■ Exercise ■
Rewrite the lines from the very first one through the line containing "[(124, 254), (270, 264)]", with "forested hillside" changed to "wooded slope" and nothing else altered.
━━━ Material shown ━━━
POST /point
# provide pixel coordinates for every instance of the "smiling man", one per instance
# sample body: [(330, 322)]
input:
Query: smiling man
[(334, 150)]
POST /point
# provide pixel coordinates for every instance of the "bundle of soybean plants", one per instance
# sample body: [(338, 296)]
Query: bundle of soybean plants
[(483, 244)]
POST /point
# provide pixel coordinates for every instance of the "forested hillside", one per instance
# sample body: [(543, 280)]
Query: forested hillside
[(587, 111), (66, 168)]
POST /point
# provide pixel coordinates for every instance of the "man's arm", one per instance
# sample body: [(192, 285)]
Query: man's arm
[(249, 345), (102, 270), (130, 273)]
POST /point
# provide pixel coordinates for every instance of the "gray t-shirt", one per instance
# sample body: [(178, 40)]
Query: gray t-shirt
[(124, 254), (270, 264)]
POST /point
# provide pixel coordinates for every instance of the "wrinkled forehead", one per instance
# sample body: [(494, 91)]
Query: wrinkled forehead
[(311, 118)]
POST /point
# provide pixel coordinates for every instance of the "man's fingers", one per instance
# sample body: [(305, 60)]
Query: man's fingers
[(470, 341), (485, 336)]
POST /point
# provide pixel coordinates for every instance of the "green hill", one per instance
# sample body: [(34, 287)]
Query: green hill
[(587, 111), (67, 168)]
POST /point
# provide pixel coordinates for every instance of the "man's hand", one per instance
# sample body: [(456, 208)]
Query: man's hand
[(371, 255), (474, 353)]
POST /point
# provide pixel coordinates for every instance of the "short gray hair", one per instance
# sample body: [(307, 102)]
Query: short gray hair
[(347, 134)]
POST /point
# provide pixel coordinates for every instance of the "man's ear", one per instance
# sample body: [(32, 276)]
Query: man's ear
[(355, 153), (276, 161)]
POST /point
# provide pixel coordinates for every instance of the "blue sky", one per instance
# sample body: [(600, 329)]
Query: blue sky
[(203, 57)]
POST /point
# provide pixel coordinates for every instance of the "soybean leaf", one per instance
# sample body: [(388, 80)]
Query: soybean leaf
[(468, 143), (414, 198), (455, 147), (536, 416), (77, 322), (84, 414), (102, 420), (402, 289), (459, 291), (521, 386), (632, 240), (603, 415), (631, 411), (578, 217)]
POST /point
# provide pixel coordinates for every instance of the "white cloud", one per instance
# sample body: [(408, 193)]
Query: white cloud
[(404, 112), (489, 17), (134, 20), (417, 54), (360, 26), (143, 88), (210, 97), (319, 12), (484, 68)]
━━━
■ The reply ■
POST /point
# provide pixel coordinates for every instance of the "smiling man", one per instance
# sample body: [(330, 322)]
input:
Query: smiling man
[(334, 150)]
POST /point
# provide pixel coordinates for every instance of the "bundle of soybean plants", one per instance
# sample body: [(338, 296)]
Query: bundle of soybean plants
[(483, 244)]
POST /point
# provide pixel coordinates for every instance of the "wooded slope", one per instance
# sample body: [(543, 280)]
Query: wooded slope
[(587, 111), (66, 168)]
POST /point
# provide pixel coordinates for every instance of the "man's arm", one per instance
# sample body: [(192, 285)]
Query: man's arm
[(249, 345), (102, 270), (130, 273)]
POST /point
# provide pixel coordinates for every instance of the "gray t-shirt", one per instance
# sample body: [(178, 40)]
Query: gray t-shirt
[(124, 254), (270, 264)]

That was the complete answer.